WHAT NEEDS TO BE DONE = Pictures excluded, return the lines below from the first through the line holding "of the billboard".

RECORDS FOR THE TASK =
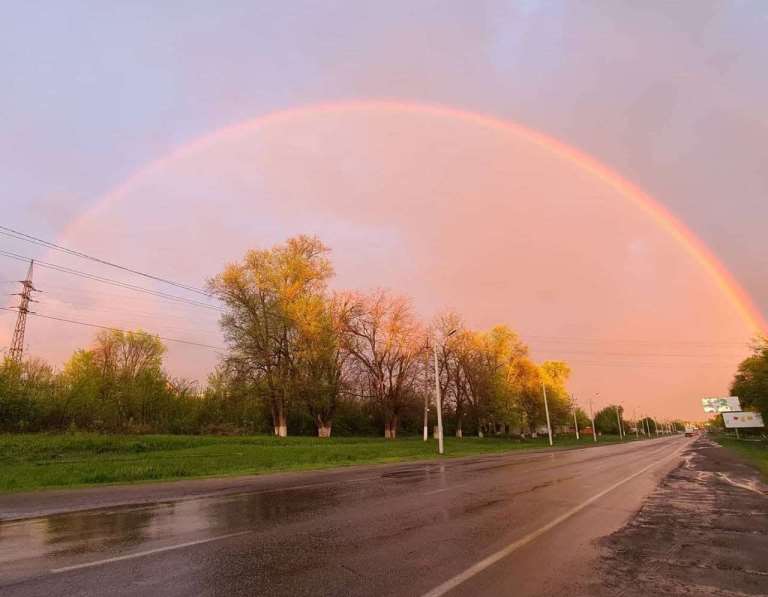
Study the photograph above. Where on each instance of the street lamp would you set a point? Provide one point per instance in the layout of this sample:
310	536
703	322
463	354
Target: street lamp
575	420
592	416
438	401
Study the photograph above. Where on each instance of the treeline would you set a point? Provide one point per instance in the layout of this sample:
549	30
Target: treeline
301	358
750	383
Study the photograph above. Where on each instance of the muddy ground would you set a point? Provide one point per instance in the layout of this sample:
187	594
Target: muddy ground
703	531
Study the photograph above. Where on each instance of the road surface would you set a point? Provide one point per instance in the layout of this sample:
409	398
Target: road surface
522	524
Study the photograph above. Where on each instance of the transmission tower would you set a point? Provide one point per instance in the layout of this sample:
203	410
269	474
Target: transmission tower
17	345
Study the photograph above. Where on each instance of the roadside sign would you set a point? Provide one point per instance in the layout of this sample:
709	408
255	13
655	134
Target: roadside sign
721	405
743	419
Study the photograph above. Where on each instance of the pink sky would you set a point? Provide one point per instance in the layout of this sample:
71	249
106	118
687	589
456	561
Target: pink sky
455	215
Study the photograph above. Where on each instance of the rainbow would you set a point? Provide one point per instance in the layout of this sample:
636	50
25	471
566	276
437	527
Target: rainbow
659	214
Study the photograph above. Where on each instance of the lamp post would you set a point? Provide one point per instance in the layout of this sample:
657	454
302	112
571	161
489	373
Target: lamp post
575	419
618	420
546	410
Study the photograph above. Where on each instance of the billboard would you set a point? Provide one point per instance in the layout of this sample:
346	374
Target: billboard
745	419
721	405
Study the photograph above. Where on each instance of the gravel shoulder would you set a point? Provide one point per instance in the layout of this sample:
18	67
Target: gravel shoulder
703	531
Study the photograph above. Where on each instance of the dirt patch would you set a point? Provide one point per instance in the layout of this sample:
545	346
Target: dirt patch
703	531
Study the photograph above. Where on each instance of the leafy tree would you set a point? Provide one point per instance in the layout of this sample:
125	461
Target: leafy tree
607	421
266	296
751	381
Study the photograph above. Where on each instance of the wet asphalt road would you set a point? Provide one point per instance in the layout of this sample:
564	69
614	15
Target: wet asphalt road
522	524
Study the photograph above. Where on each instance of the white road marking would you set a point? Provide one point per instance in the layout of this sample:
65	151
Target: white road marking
503	553
149	552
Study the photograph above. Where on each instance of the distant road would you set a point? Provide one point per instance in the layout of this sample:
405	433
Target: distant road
515	524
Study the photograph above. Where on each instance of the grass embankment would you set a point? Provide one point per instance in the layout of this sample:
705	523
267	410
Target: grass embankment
755	452
37	461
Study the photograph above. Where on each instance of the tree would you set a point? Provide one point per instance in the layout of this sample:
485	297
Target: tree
750	383
118	382
386	343
320	364
266	296
555	375
606	420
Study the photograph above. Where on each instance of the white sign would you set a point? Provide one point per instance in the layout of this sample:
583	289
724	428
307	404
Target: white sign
745	419
721	405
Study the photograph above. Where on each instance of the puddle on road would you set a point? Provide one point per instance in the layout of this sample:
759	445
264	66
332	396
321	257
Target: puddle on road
121	530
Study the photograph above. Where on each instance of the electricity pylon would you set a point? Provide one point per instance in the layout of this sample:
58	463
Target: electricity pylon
17	345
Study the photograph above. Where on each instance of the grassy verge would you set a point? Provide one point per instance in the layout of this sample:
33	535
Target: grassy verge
37	461
755	452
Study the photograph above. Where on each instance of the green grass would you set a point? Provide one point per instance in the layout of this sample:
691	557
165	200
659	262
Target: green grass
755	452
37	461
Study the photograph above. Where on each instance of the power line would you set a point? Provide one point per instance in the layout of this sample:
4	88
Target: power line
112	282
114	329
10	232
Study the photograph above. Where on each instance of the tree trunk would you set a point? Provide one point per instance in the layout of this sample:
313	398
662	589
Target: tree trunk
279	421
390	427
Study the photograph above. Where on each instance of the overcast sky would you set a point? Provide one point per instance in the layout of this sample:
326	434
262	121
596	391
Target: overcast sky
671	95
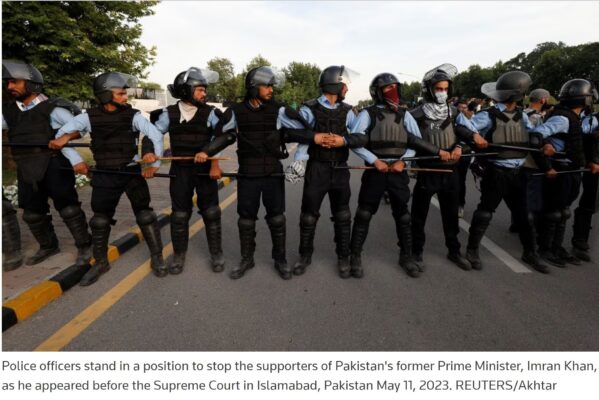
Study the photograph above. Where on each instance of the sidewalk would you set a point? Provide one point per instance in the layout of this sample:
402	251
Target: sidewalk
25	277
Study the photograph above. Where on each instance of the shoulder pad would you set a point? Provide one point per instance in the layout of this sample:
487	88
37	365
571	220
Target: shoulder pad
154	115
66	104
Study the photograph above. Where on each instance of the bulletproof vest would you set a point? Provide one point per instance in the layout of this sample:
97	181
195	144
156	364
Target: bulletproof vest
508	129
31	126
333	121
438	132
188	137
387	137
256	126
573	139
113	141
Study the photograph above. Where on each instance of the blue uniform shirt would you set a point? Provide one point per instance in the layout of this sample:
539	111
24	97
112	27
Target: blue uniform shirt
58	117
82	125
481	122
362	123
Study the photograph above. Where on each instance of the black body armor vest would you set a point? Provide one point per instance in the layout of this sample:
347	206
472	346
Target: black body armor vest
508	129
329	120
387	137
31	126
113	141
256	157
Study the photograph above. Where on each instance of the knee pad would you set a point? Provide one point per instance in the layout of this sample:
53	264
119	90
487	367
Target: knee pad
277	220
31	217
342	216
363	215
308	219
211	214
180	217
99	221
145	217
71	211
246	223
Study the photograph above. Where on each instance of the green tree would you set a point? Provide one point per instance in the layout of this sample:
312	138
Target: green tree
301	83
72	41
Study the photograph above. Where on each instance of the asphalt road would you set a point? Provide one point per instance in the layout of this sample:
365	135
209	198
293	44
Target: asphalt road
506	306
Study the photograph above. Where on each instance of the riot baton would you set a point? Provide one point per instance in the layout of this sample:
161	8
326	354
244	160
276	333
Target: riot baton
70	144
574	171
405	169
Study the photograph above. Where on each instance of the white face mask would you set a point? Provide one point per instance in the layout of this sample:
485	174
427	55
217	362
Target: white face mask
441	97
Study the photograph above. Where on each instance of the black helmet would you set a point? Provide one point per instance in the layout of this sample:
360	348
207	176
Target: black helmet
264	75
578	92
444	72
186	81
103	85
511	86
332	78
34	81
380	81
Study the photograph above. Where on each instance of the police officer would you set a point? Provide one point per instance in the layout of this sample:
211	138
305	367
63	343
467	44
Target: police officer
589	200
562	130
114	127
436	122
391	133
256	125
190	124
330	119
502	124
33	118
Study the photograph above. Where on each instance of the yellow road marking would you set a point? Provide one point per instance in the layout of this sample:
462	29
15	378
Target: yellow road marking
72	329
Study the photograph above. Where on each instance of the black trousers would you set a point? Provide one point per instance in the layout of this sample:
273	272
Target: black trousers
249	191
107	190
447	188
321	179
182	187
374	185
58	184
509	185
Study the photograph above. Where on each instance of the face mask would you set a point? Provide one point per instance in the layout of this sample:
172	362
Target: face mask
441	97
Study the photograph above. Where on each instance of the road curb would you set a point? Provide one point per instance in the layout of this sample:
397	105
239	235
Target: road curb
43	293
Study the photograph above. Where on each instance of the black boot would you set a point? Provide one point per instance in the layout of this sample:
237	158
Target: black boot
547	232
180	239
74	218
342	226
43	231
247	239
146	219
212	221
358	237
11	238
306	248
406	260
480	223
278	230
558	240
100	226
580	233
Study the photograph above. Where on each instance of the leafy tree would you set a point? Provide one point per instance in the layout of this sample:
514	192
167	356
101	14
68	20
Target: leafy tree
70	42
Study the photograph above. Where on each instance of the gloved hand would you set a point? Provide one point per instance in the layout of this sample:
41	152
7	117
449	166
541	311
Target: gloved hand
295	171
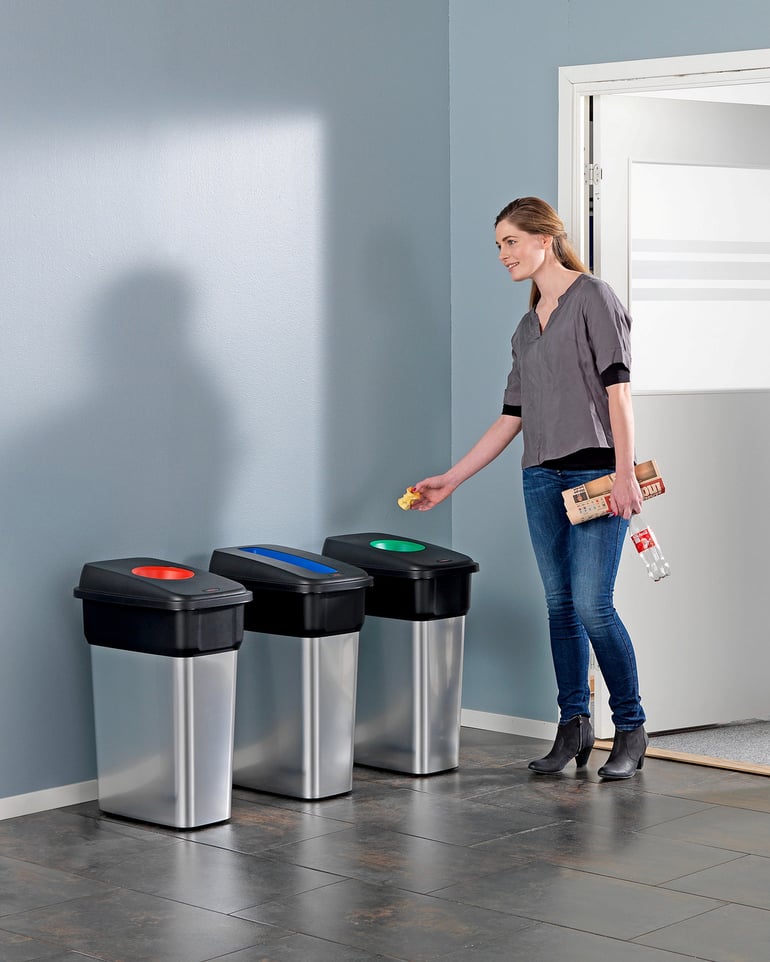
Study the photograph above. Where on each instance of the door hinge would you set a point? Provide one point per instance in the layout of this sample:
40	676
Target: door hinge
593	174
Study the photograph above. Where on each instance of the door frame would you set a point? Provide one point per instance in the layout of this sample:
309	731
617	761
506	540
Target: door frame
576	84
583	80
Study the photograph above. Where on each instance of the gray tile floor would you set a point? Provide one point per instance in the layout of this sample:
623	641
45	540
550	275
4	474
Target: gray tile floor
483	864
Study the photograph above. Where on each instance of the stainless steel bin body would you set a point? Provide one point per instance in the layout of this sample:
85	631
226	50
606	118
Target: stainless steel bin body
410	651
295	713
296	691
164	735
164	644
409	693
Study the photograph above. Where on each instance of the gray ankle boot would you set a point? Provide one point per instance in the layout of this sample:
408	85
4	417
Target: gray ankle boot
574	739
627	755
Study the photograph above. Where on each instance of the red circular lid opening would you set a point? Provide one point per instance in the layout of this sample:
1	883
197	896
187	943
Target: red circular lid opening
163	572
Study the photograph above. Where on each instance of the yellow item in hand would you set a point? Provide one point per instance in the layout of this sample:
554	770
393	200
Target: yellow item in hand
408	498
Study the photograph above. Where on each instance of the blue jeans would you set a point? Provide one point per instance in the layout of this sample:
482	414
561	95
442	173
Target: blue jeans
578	565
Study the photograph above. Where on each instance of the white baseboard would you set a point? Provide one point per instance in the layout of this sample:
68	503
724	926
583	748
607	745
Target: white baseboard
47	799
509	724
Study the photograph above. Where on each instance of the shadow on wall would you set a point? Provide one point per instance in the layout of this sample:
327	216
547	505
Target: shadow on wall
134	467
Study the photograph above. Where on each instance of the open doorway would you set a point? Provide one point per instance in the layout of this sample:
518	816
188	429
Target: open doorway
701	635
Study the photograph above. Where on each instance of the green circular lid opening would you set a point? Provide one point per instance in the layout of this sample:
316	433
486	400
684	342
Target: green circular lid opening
397	545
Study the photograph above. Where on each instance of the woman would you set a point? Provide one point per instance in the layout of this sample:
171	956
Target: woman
569	394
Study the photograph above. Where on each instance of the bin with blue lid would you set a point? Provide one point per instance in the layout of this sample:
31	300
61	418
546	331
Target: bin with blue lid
164	640
297	669
411	649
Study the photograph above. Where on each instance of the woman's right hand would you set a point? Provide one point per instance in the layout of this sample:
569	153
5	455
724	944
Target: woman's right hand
433	491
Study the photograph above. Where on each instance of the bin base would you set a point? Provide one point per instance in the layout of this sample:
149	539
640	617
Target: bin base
408	697
294	716
164	735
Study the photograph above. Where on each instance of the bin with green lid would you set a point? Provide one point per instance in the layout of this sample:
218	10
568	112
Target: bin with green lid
164	640
411	648
297	669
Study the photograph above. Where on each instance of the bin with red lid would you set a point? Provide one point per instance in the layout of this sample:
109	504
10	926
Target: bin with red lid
164	639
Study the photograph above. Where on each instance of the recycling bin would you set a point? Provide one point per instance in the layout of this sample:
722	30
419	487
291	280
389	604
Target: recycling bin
410	652
164	642
296	688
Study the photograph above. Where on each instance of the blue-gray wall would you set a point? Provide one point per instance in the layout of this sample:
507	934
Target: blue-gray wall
224	303
226	297
504	60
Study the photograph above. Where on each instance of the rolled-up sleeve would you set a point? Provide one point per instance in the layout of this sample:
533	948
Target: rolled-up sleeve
512	393
608	325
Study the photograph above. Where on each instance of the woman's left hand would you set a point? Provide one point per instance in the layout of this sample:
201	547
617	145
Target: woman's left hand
626	496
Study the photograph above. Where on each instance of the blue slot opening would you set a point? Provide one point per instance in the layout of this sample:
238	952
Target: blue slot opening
293	559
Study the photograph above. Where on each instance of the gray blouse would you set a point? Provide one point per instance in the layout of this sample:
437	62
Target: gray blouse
556	377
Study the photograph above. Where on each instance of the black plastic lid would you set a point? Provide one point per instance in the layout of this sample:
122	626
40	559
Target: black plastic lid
396	557
152	583
287	569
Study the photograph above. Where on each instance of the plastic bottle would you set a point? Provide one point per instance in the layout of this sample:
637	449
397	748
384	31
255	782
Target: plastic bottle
644	540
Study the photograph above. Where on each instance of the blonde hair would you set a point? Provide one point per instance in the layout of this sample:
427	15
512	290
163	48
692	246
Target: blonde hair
535	216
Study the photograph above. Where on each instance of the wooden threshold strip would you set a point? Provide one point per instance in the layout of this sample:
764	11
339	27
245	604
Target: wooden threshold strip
749	768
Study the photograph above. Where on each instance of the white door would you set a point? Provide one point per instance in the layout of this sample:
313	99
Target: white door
682	224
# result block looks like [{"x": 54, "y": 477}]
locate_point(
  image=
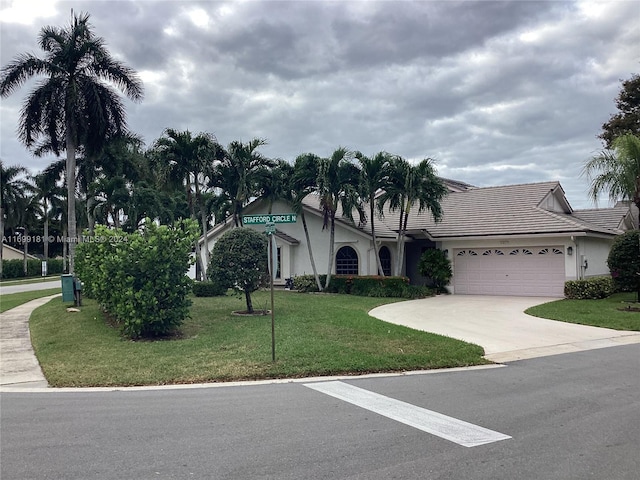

RESULT FOR THIS TASK =
Study the photograph above. Where on each instance of the street lamp would you set a point? Provide one point per instance in the layout of this sample:
310	536
703	322
463	354
Target: street lamp
575	420
592	416
438	401
Study the photograph above. Where on each instance of the treeline would you set a point? Provide one point per instance in the layout of this sample:
549	30
Target: treeline
301	358
750	383
Study the photograph above. Where on each instance of the muddy ground would you set a point? Provide one point per instance in the layout of this sample:
187	594
Target: muddy ground
703	531
Study the photograph above. Where on each instance of the road surface would you set a point? Provide one point per instance in the layout of this sample:
409	398
Target: road surface
522	524
Study the photograph above. Where on each instance of the transmission tower would you set a point? Provide one point per instance in the layout of this sample:
203	410
269	474
Target: transmission tower
17	345
Study the photograph above. Where on each instance of the roadside sign would you set a point? Provide one point per instance in the layout of this sample:
709	408
255	13
655	134
Target: roadside sign
721	405
743	419
Study the photograph above. Where on each instance of the pink sky would you set a point? Provide one point per instance in the layout of this sample:
71	249
106	118
687	589
456	561
Target: pink sky
455	215
Study the photograph above. Where on each instance of the rainbow would you set a point? Provide one point per instance in the layout of this sample:
636	50
25	471
566	276
437	527
Target: rainbow
659	214
Study the photograph above. Where on each instance of the lamp post would you set a point? Provide one point per instance in the layout of this sample:
657	454
302	112
571	161
489	373
Target: lamp post
575	419
618	420
546	410
Study the photograph above. Where on each instance of the billboard would you set a point? Provide one point per instance in the layout of this sample:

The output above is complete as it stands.